##### 本文抜粋
説明

洗髪に有用な手袋

【課題】 単に爪の保護だけでなく、伸ばしたり装飾を施した爪でも、洗髪を含む各種作業を支障なく行うことができるようにした手袋を提供すること。
【解決手段】 主に洗髪時に好適に使用される手袋であって、掌を入れる掌袋部と、少なくとも何れかの指が入れられる指袋とからなる手袋本体と、当該指袋の先端に収容されて爪の下面を保持するサポート部材とからなり、当該サポート部材が収容される指袋は、そこに入る指の指先よりも軸方向に長く形成されており、この指先よりも長く形成された指袋の空間内に前記サポート部材が収容さている手袋とする。

【発明の詳細な説明】
【技術分野】
【0001】
本発明は、ネイルチップやスカルプチュア等の付け爪、或いはマニキュアを含む各種の装飾を施した爪を保護する為の手袋に関する。
【背景技術】
【0002】
従来から、ファッションとして自分の爪(以下「自爪」とする)を長く伸ばしたり、自爪に対して長い付け爪(ネイルチップ)を接着したり、或いは自爪や付け爪にスカルプチュアなどの装飾を行う事が行われている。爪に対してこの様な装飾(ネイルチップの接着を含む)を行うことによりファッション性を高めることができるが、その一方で手を使う日常生活においては、伸びた爪が邪魔になり思うように作業できない等の支障を来たすこともあった。
##########
課題: 洗髪に使う手袋についての本文抜粋では、指袋の先端に収容されるサポート部材は爪のどの部分を保持するとされているか。
##### データ内容
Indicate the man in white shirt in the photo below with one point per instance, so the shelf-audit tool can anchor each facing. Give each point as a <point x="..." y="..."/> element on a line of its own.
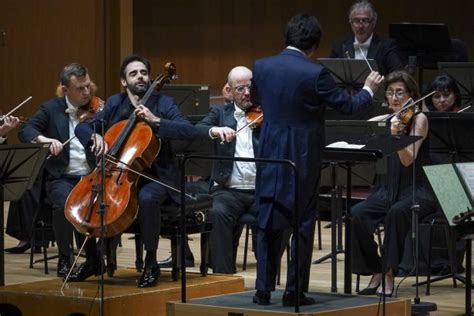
<point x="366" y="44"/>
<point x="54" y="123"/>
<point x="233" y="183"/>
##########
解答: 爪の下面を保持する。